> GIVEN EXERCISE A: In the monorepo discussion, which source control tool does the commenter who makes video games say is used in basically every AAA video game?

> PAGE:

In a monorepo, you gain the ability to potentially do changes in all parts and sevices of the software. And it can also be much easier to work together with other teams. You can start a branch, start doing the changes you need, and before you are completely done and it's completely working, the frontend dev can come along, grab your branch and start the project on his machine, can start implementing stuff.
Then, it depends a bit on your workflow, but potentially, you could make a PR with the combined changes to update everything at once, without needing to worry about breaking your staging temporarily.
Even better, when doing changes elsewhere, you can run your build, run your tests, etc and see unexpected issues earlier.
The alternative is, you update a project, it gets published to your company's package feed, you pull the package in your other projects, down the line you notice something broke somewhere, you do fixes in the first repository again, pull updates again in other repositories, see that sth else is broken now, and so on. It's just so much more annoying and time consuming.
Do we have to support you on patreon to make you use Dark Reader? 😅
LOL
@syedmohammadsannan964 every heard of open-source?
@syedmohammadsannan964 what's wrong with it mane?
As a software engineer making video games I can tell you that perforce is the only source control used in basically every AAA video game, would be pretty cool if you looked into it to see a perspective from a different industry!
As a game developer (who worked at AAA too), Perforce is pretty much universally hated by the whole industry. It's not used because it's good, it's more like OracleDB (very specific and hell to migrate)
@@krisitof3 Facts... I hate OrcaleDB. Currently using it on a project I'm working for contract. Currently my personal company started working on a game. After 12 years as a software engineer pivoting into game development as I always wanted to do. But never touch your heart of perforce. Currently using Mercurial because the last project I was working on for about 9 years in Mercurial. For me and the team that I'm leading it's out of familiarity.
never heard, is it VC for source code or assets as well
Perforce may be more agile now, @@Special1122 , but when I was considering it, alongside Git, Mercurial and Bazaar, to replace VSS, in the noughties, it felt very old school.
As someone who was at Facebook at the time and personally knew some of the source control folks working on this I can corroborate this article.

> GIVEN EXERCISE B: Locate every line in the entries below that contains the string "skater", and copy each of those lines. Case counts.

> RECORDED INFORMATION:
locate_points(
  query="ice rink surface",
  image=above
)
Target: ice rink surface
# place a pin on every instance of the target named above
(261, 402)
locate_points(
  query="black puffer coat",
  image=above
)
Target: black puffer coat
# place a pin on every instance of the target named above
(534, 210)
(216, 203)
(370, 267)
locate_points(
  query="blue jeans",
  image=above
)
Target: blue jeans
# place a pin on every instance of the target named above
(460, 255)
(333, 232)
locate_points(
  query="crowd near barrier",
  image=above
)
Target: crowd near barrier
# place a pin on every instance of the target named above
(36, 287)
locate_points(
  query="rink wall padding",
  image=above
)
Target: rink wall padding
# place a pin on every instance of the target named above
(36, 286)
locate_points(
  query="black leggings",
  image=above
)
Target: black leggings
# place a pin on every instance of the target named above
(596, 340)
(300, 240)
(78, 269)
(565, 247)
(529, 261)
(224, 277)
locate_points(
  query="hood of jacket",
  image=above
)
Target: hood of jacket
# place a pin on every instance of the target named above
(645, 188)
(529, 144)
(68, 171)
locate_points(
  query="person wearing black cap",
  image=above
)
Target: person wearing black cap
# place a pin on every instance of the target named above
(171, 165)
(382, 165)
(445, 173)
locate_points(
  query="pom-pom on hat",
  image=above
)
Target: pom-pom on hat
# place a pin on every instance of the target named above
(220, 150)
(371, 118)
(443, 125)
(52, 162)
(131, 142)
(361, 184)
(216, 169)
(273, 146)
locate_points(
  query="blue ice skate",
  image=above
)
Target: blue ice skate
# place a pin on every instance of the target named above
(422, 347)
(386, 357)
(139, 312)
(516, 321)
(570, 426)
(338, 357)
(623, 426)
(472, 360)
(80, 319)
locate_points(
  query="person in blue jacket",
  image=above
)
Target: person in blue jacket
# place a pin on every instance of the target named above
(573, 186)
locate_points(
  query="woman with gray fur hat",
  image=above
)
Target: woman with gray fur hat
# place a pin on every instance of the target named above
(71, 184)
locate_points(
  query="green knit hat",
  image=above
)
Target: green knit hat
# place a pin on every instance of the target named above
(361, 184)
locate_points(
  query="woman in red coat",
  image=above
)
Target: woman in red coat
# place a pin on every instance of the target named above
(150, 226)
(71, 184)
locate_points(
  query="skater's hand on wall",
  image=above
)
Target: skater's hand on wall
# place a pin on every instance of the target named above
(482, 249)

> EXERCISE RESULT A: Perforce

> EXERCISE RESULT B:
  query="skater's hand on wall",
Target: skater's hand on wall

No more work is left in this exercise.